* Goal of the exercise *
Which lines in the material below contain the string "plush", with case counting? Pull out every one of those lines and copy it in full.
--*--
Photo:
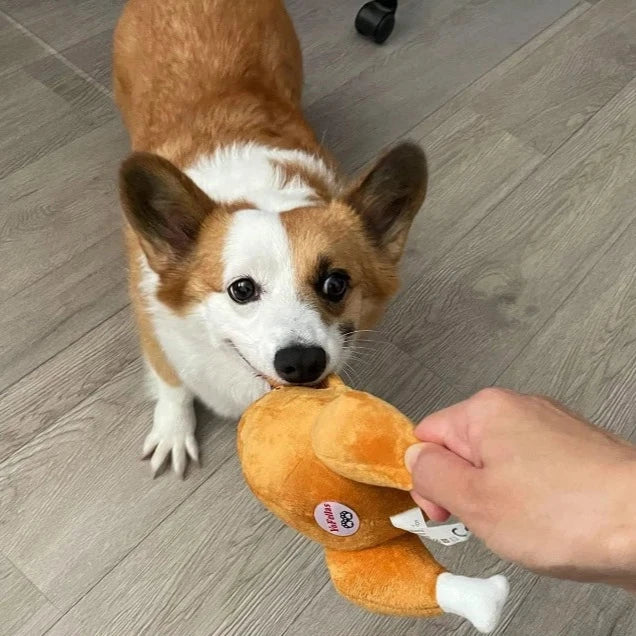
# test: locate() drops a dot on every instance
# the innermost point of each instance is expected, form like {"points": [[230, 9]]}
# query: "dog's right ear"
{"points": [[164, 207]]}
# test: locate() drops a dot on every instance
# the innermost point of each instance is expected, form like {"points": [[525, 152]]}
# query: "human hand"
{"points": [[538, 484]]}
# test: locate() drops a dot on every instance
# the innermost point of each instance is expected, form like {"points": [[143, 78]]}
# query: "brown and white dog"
{"points": [[252, 262]]}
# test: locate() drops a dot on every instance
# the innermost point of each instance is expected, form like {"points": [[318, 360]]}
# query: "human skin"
{"points": [[536, 482]]}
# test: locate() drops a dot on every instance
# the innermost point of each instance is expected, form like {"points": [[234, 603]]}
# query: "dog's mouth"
{"points": [[274, 383]]}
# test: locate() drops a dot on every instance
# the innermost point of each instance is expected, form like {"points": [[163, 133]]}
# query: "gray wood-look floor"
{"points": [[521, 271]]}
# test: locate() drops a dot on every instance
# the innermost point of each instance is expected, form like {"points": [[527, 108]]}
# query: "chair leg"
{"points": [[376, 19]]}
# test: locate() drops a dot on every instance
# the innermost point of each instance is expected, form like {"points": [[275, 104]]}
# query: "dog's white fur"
{"points": [[221, 349]]}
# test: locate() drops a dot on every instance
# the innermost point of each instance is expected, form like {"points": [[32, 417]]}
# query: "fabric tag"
{"points": [[447, 534]]}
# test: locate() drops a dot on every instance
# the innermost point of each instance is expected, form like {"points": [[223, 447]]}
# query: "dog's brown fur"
{"points": [[191, 76]]}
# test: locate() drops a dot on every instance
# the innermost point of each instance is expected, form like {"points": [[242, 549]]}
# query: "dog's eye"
{"points": [[335, 286], [243, 290]]}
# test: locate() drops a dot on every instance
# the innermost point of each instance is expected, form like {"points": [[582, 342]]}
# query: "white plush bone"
{"points": [[480, 601]]}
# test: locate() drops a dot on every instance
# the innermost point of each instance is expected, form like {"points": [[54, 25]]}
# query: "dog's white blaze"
{"points": [[256, 246], [250, 171]]}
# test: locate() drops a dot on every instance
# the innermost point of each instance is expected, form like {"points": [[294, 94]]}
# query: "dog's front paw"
{"points": [[172, 434]]}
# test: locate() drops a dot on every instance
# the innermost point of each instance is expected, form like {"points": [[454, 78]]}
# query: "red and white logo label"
{"points": [[336, 518]]}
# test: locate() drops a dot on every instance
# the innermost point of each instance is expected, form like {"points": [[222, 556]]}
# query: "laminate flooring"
{"points": [[520, 271]]}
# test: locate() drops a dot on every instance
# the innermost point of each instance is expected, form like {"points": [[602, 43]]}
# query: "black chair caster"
{"points": [[376, 19]]}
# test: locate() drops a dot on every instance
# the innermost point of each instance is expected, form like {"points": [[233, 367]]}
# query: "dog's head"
{"points": [[287, 291]]}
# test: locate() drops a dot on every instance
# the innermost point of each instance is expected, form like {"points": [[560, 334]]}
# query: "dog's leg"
{"points": [[173, 425]]}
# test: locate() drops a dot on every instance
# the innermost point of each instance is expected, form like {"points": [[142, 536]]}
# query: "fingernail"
{"points": [[411, 455]]}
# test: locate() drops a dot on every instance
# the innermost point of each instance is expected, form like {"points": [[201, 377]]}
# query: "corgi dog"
{"points": [[253, 261]]}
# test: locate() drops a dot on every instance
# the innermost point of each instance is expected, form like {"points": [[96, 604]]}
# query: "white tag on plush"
{"points": [[447, 534]]}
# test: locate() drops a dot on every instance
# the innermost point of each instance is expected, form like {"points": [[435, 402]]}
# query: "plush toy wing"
{"points": [[364, 439]]}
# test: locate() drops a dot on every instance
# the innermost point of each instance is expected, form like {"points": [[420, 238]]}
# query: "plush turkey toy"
{"points": [[330, 463]]}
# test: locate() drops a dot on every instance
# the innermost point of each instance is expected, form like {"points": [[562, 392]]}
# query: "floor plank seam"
{"points": [[86, 397], [141, 540], [23, 573], [55, 53], [438, 260], [587, 274], [46, 273], [304, 607], [503, 626], [471, 86], [7, 388]]}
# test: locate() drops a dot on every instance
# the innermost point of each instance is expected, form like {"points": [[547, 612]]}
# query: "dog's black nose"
{"points": [[299, 365]]}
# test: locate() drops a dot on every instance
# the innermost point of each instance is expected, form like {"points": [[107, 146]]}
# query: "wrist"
{"points": [[621, 538]]}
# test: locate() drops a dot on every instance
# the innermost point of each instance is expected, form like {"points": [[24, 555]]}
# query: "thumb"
{"points": [[442, 477]]}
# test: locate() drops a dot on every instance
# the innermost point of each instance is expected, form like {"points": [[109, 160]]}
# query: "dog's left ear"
{"points": [[389, 196]]}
--*--
* Solution for this exercise *
# query: "white plush bone"
# query: "white tag on plush"
# query: "plush toy wing"
# query: "plush turkey toy"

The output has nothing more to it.